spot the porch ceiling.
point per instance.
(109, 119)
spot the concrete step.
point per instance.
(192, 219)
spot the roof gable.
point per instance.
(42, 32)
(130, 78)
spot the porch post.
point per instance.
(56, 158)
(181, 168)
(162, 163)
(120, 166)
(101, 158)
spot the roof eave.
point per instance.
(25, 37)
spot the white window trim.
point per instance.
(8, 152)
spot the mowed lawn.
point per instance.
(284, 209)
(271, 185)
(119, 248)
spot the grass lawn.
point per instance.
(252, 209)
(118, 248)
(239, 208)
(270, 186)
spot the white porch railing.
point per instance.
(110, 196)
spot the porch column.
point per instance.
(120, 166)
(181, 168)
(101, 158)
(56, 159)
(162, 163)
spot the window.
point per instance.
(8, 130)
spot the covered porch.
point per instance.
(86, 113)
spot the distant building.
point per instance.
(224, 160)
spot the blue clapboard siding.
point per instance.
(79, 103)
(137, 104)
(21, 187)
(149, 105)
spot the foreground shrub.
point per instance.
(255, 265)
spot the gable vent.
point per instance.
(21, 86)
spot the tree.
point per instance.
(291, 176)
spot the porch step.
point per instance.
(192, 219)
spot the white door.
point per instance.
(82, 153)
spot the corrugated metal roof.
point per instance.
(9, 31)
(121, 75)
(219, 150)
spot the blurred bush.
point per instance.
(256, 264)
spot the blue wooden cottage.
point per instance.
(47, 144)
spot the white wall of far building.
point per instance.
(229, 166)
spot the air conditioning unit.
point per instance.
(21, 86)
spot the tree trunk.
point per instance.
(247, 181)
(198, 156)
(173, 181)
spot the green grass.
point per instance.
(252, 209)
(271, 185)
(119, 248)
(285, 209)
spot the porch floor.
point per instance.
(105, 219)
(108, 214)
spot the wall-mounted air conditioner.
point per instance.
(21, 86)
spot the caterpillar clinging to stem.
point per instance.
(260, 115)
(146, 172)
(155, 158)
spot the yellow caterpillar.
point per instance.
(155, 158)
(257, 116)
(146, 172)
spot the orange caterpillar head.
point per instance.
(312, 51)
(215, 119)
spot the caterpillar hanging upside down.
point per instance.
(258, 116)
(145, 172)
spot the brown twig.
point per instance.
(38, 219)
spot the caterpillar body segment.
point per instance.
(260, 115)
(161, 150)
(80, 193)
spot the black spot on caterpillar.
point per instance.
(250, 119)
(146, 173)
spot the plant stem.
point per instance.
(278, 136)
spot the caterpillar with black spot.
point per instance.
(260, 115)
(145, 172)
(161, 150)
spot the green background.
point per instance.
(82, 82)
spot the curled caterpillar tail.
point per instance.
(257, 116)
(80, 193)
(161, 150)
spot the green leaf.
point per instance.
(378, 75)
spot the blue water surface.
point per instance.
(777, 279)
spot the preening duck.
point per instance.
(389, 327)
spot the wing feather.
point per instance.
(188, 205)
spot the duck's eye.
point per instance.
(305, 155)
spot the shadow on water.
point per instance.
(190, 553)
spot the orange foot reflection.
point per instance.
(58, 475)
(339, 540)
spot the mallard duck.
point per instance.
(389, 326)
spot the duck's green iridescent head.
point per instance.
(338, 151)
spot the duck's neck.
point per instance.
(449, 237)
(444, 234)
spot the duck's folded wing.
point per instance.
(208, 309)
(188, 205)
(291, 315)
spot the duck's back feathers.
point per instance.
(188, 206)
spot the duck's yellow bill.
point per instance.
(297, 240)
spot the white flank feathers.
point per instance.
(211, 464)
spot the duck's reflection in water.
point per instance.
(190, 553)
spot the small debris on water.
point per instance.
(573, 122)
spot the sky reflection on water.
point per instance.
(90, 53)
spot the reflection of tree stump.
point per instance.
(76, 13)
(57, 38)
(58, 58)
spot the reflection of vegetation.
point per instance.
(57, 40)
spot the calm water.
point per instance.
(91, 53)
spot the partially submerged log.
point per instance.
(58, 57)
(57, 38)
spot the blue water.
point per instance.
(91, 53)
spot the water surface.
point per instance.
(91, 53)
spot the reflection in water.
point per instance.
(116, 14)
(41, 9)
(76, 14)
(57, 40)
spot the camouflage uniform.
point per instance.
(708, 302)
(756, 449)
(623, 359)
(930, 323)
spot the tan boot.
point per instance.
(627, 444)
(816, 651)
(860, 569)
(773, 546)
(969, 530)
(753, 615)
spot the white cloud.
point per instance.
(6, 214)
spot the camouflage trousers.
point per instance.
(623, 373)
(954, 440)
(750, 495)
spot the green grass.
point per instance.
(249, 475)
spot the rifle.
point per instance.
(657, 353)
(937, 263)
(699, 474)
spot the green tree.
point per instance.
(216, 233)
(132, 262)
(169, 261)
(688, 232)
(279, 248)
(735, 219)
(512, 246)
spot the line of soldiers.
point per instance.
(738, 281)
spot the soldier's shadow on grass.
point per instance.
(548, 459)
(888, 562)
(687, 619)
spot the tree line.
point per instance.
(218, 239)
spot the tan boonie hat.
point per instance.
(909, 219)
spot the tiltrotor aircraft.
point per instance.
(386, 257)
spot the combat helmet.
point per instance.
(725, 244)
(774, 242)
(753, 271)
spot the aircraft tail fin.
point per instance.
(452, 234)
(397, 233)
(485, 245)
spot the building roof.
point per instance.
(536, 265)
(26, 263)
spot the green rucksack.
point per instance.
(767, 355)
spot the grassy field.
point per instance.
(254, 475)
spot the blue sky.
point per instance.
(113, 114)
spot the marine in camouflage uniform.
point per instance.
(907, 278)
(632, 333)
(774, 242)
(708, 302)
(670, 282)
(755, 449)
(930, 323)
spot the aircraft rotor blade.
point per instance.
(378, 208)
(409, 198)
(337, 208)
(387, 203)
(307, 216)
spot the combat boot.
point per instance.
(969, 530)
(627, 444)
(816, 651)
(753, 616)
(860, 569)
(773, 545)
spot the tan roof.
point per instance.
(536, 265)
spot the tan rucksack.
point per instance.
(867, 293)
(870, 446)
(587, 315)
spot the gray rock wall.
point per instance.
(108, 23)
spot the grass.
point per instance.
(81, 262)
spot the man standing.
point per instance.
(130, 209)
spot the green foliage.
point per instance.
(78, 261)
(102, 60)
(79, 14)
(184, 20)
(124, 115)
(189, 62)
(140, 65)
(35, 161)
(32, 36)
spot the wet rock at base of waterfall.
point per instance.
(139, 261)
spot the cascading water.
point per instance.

------------------------------

**Objective**. Output only the lines running from the line with "spot the camouflage trousers." through the final line of the data, inclusive.

**Exercise result**.
spot the camouflage trousers.
point per instance.
(623, 373)
(954, 440)
(750, 495)
spot the green grass.
point per instance.
(249, 475)
spot the rifle.
point per instance.
(657, 353)
(937, 263)
(699, 474)
spot the green tree.
point per instance.
(216, 233)
(132, 262)
(169, 261)
(688, 232)
(279, 248)
(735, 219)
(512, 246)
spot the line of soldiers.
point per instance.
(738, 281)
spot the soldier's shadow on grass.
point per instance.
(548, 459)
(888, 562)
(687, 619)
spot the tree line.
point per instance.
(218, 239)
spot the tan boonie hat.
point per instance.
(909, 219)
spot the tiltrotor aircraft.
point per instance.
(386, 257)
spot the combat helmet.
point per instance.
(725, 244)
(774, 242)
(753, 271)
spot the aircraft tail fin.
point per instance.
(452, 234)
(397, 233)
(485, 245)
spot the building roof.
point per instance.
(536, 265)
(26, 263)
spot the green rucksack.
point per instance.
(767, 355)
spot the grassy field.
point per instance.
(254, 475)
spot the blue sky.
point per instance.
(113, 114)
spot the marine in camouflage uniform.
point per instance.
(907, 278)
(632, 333)
(774, 242)
(708, 302)
(670, 282)
(755, 449)
(930, 323)
spot the aircraft rotor blade.
point per instance.
(378, 208)
(409, 198)
(337, 208)
(387, 203)
(307, 216)
spot the combat boot.
point per instance.
(969, 530)
(627, 444)
(816, 651)
(753, 616)
(860, 569)
(773, 545)
spot the tan roof.
point per instance.
(536, 265)
spot the tan rucksack.
point per instance.
(867, 293)
(870, 446)
(587, 315)
spot the gray rock wall.
point per instance.
(108, 23)
spot the grass.
point per instance.
(81, 262)
spot the man standing.
point per instance.
(130, 209)
spot the green foliage.
point per instance.
(78, 261)
(102, 60)
(79, 14)
(184, 20)
(124, 115)
(189, 62)
(140, 65)
(35, 161)
(32, 36)
spot the wet rock at base of waterfall.
point per instance.
(139, 261)
spot the cascading water.
point per instance.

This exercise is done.